_Work to be completed:_
Continue the forum thread about a crooked exterior door, starting right after its final line.

# Crooked Exterior Door



## Besidestillwaters (Nov 5, 2007)

I have an exterior door leaning on a slight angle. It is an old door and I would like to know how to straighten the door. Thanks

Keith


----------



## Mike Swearingen (Mar 15, 2005)

If it isn't the frame that's out of square, you can loosen the screws and shim behind the hinges to get the door to hang straight and not move from wherever you leave it. You can use anything from thin cardboard such as from a cereal box, to old used utility knife blades, to popsickle sticks for shims.
Good Luck!
Mike


----------



## Sammy (Mar 11, 2007)

I use beer cartons.. They work great!


----------



## Ron6519 (Mar 28, 2007)

Besidestillwaters said:


> I have an exterior door leaning on a slight angle. It is an old door and I would like to know how to straighten the door. Thanks
> 
> Keith


Is that slight angle the one where the door scrapes on the jamb when you close the door or the one where it hits the frame at one point rather than the whole frame at once?
Ron


----------



## Besidestillwaters (Nov 5, 2007)

Not 100% sure what you asking. 

The door leans to the left at the top so I have a gap at the top left side (door handles on the left going out) and a gap on the bottom right.


----------



## crecore (Nov 2, 2005)

Sammy said:


> I use beer cartons.. They work great!


lol :no:


----------



## Spyko (Oct 26, 2007)

Mike S' reply has the real Q in it... Is it the door that's out of square or the frame? I suggest you put a square on the frame to check it. If the frame is out of square you can shim or re-build frame and jamb. If it's the door itself that's out of square we'll need to know what kind of door it is (how it's made) and if it's twisted as well. Also, the answer may depend on where the door is hanging. If it's a shed out back the answer may not be the same as if it's a door to your home that needs to be weathertight and hold in expensive heat.


----------



## jayrandom (Apr 13, 2008)

Similar question but the door is parallel to the floor but comes up at slightly away from perpendicular to the floor. I understand how shims can correct left/right leaning, is there anything that will fix this?
Thanks!


----------



## Ron6519 (Mar 28, 2007)

jayrandom said:


> Similar question but the door is parallel to the floor but comes up at slightly away from perpendicular to the floor. I understand how shims can correct left/right leaning, is there anything that will fix this?
> Thanks!


Posting a picture would really help.
Ron


----------



## jayrandom (Apr 13, 2008)

Ron6519 said:


> Posting a picture would really help.

_Data section:_
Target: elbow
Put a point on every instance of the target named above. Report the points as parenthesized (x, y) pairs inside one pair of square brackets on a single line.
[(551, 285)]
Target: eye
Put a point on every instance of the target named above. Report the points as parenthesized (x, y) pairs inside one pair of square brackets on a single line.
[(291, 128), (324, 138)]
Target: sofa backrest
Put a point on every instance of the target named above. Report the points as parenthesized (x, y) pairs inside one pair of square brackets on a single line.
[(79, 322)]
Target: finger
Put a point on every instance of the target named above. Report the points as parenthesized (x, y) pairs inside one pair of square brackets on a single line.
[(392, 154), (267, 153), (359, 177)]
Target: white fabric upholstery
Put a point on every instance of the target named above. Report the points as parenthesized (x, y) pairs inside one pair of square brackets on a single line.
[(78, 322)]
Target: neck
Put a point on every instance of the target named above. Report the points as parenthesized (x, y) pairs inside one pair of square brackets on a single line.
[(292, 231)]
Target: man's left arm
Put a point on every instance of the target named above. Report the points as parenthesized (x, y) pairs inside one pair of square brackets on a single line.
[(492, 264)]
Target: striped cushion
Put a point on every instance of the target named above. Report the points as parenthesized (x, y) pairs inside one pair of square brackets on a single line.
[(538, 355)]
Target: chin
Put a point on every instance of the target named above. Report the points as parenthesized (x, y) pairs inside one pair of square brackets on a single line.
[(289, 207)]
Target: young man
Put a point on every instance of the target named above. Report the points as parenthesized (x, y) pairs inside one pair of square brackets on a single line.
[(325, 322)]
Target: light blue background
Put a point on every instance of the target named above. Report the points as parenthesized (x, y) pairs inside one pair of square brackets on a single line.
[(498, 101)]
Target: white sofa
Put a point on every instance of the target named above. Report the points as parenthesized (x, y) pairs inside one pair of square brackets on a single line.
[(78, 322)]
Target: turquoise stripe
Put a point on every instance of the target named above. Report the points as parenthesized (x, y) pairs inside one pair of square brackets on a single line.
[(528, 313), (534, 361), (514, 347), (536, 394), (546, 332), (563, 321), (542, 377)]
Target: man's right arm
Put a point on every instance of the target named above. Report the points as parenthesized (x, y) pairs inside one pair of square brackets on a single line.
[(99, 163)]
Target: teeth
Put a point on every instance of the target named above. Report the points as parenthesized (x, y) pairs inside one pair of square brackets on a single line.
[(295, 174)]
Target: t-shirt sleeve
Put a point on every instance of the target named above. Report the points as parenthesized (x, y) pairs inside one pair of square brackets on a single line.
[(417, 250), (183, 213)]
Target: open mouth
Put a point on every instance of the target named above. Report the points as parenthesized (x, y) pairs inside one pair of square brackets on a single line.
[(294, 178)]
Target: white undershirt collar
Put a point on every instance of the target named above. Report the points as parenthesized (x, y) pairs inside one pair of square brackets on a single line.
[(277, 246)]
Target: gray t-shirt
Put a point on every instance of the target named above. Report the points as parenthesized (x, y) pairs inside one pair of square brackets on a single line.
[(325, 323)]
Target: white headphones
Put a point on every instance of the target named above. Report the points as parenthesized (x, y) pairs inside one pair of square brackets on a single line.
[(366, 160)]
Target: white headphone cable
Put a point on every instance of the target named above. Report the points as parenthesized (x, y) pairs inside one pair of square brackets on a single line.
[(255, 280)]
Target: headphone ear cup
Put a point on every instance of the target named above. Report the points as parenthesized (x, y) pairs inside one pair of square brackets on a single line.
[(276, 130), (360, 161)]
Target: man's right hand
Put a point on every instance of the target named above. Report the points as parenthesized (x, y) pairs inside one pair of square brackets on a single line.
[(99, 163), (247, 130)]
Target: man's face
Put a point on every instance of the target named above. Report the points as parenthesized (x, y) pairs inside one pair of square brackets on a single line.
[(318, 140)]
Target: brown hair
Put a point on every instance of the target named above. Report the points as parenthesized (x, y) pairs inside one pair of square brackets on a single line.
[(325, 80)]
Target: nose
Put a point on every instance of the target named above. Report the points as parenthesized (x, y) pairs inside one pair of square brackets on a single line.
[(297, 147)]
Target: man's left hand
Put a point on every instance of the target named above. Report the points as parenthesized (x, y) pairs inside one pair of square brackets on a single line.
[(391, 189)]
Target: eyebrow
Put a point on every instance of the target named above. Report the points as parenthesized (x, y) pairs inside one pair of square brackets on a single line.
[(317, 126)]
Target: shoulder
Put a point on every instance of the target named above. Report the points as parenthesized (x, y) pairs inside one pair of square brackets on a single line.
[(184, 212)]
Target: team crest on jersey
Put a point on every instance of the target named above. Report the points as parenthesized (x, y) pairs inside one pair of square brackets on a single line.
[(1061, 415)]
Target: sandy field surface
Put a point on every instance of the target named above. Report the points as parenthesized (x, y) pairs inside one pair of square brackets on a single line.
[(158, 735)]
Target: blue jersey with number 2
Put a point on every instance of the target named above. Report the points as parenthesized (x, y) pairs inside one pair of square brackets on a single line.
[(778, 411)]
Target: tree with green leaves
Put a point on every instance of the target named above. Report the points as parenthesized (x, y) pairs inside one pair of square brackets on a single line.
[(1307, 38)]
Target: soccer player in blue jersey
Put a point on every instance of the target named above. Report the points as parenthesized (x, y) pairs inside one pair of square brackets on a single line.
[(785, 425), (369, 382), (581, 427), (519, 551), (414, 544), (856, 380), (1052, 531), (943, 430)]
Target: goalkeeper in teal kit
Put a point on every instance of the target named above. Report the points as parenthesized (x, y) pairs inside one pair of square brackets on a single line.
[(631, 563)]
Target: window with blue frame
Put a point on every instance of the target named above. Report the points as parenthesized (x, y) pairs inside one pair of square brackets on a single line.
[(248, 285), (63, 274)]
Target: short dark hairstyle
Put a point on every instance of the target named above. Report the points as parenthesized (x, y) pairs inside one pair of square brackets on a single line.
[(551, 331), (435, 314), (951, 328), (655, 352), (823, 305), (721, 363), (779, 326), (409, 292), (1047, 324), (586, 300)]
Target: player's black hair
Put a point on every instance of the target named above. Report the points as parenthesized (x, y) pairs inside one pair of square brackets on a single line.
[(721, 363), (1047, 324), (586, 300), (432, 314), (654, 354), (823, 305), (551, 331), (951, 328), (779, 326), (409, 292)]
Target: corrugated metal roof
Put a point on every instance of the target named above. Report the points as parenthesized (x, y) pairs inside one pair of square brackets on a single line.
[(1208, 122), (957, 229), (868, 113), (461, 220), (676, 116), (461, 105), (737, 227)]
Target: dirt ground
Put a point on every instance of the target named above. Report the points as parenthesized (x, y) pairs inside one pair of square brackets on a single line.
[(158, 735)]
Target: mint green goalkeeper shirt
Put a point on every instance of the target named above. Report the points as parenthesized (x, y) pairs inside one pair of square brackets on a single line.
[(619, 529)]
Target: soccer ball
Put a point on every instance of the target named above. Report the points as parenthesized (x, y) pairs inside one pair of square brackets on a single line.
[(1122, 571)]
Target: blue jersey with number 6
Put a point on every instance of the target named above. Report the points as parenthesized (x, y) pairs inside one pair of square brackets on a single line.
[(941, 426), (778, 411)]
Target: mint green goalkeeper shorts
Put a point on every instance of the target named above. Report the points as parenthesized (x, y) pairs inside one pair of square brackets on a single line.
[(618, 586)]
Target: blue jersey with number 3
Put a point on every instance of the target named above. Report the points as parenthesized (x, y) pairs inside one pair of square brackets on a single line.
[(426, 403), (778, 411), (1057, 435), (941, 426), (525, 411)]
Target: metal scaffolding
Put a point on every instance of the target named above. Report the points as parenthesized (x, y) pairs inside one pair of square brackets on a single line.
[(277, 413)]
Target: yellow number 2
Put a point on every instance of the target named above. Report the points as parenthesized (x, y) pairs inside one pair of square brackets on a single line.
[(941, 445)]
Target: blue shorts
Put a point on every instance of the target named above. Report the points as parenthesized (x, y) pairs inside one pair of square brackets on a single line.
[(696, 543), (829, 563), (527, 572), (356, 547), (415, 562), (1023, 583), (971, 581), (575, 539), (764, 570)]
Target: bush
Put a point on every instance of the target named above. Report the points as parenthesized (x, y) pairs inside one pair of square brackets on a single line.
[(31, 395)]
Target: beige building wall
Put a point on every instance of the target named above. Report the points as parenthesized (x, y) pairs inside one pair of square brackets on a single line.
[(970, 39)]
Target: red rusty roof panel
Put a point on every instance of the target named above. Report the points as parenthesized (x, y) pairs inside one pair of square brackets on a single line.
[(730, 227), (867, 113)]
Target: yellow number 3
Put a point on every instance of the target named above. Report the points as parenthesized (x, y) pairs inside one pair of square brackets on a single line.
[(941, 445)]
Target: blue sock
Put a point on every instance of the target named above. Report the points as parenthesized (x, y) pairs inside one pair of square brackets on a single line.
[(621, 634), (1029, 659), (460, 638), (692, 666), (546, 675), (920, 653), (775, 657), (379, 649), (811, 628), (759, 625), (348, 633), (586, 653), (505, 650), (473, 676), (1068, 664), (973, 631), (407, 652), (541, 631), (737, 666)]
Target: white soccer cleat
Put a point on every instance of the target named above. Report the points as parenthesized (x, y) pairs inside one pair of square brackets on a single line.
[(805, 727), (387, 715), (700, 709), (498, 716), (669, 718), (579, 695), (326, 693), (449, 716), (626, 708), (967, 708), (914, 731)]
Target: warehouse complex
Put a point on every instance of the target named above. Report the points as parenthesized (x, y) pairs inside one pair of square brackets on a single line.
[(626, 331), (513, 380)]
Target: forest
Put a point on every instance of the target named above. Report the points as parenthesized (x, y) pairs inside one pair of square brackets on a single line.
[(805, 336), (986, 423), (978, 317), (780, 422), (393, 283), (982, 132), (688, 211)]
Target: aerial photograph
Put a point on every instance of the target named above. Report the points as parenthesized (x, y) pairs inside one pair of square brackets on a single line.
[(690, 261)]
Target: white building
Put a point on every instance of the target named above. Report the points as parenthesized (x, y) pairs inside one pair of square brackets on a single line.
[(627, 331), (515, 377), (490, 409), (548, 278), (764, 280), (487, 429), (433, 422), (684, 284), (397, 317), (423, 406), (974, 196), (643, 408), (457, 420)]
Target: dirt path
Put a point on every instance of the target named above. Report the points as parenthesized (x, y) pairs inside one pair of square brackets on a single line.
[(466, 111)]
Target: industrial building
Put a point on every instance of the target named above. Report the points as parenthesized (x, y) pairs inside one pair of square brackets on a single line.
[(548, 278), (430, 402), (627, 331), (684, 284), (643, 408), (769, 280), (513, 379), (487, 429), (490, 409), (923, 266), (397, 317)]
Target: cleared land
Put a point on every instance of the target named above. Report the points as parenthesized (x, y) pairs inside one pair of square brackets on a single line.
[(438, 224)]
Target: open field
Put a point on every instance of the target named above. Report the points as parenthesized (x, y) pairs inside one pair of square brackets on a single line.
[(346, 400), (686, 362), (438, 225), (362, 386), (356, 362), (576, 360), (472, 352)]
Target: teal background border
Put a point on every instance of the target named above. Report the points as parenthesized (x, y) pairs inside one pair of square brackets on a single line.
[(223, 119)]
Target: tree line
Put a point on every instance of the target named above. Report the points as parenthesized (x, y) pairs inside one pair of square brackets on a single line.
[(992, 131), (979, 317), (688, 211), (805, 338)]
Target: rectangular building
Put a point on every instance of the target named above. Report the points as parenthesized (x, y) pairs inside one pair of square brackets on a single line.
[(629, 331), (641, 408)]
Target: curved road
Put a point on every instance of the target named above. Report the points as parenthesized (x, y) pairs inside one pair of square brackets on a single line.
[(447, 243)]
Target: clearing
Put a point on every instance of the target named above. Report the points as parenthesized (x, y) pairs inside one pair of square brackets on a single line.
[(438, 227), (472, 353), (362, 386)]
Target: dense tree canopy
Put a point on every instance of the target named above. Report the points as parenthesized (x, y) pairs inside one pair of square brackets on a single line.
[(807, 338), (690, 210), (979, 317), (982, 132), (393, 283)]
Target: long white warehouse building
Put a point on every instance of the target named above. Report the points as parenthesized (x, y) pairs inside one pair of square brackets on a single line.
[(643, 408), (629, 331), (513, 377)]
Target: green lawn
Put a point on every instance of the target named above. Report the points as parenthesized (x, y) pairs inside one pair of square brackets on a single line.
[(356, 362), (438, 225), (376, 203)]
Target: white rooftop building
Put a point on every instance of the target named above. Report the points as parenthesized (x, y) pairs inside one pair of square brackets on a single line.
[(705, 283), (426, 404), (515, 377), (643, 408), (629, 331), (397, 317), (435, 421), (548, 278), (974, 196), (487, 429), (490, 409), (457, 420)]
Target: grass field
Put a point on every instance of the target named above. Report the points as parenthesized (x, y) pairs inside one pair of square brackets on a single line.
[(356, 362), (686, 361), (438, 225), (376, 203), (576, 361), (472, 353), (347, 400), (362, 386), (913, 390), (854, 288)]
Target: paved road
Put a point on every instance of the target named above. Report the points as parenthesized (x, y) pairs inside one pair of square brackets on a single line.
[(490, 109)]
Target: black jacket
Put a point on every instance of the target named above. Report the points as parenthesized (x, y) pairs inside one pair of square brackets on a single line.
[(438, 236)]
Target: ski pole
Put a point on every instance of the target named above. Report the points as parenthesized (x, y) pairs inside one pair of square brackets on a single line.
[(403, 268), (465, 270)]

_The output:_
> Ron



The forum size limits restrict the photo size, so I hope this is a good enough picture. The problem is that the door top (the one without the handle) hits the door jamb well before the door bottom, meaning the door is difficult to close. The jamb appears to be wider at the top than at the bottom (by about 1/2" or so) so this alone may explain my problem. The door appears to be flush with the jamb on the hinge side.

Thanks for any advice.


----------



## Ron6519 (Mar 28, 2007)

The door jamb(s) are not plumb. Either one or the other needs to be moved for the door to hit the jamb, top and bottom, at the same time.
Since the top hits first you either have to move the top out on that side or the hinge side bottom out. Put a level on each jamb leg to see which one isn't plumb.
Ron


----------



## jayrandom (Apr 13, 2008)

Ron6519 said:


> The door jamb(s) are not plumb. Either one or the other needs to be moved for the door to hit the jamb, top and bottom, at the same time.
> Since the top hits first you either have to move the top out on that side or the hinge side bottom out. Put a level on each jamb leg to see which one isn't plumb.
> Ron


Thanks for the help. Any recommendations on how to move the jamb?
Thanks!


----------



## Ron6519 (Mar 28, 2007)

You disengage the jamb side you want to adjust by removing the moldings and cutting the fasteners holding the jamb to the rough opening. You clamp it to a position and close the door. When the door closes properly, you renail the jamb to the studs. Be aware that there are shims between the jamb and the studs. That relationship must remain constant or other issues will arise.
This is an intuitive process and it helps if you can visualize what needs to be done ahead of time. By the time you finish, you will understand what I meant.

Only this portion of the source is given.